# Your task
Return each line of the data that follows exactly as it reads.

————

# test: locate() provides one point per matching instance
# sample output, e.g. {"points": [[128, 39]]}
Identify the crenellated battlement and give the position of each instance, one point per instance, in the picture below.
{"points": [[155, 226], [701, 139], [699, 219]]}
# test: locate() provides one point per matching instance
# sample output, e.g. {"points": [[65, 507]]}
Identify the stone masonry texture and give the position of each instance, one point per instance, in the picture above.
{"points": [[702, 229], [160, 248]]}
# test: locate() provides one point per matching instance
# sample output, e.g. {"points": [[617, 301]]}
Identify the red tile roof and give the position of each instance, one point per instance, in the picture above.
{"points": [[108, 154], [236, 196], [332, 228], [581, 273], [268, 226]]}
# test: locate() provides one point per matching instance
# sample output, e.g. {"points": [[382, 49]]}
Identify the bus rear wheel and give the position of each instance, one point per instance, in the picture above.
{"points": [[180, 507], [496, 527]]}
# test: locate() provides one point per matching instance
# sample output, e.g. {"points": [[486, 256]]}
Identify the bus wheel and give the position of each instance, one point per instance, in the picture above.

————

# Output of the task
# test: locate() provides one point per matching instance
# sample output, e.g. {"points": [[128, 39]]}
Identify the crenellated battlement and give the position of each instance, one point per instance, in the picture below.
{"points": [[155, 226], [701, 139], [699, 219]]}
# test: locate() provides one point per matching instance
# sample output, e.g. {"points": [[65, 507]]}
Identify the stone masonry texture and give the position of each instance, one point per instance, in the picture above.
{"points": [[702, 229], [160, 248]]}
# test: locate() provides one point per matching instance
# sample output, e.g. {"points": [[617, 301]]}
Identify the red tile roof and give the position of each instance, one point per instance, in the picture above.
{"points": [[108, 154], [236, 196], [332, 228], [581, 273], [268, 226]]}
# test: locate() provides one point per matching instance
# sample output, e.g. {"points": [[382, 49]]}
Identify the bus rear wheel and give the position of each instance, one point per instance, in the picture above.
{"points": [[180, 507], [496, 527]]}
# test: locate() provides one point per matching instance
# sample output, e.g. {"points": [[486, 256]]}
Identify the bus wheel and give the position of each instance, one point per instance, in the picture above.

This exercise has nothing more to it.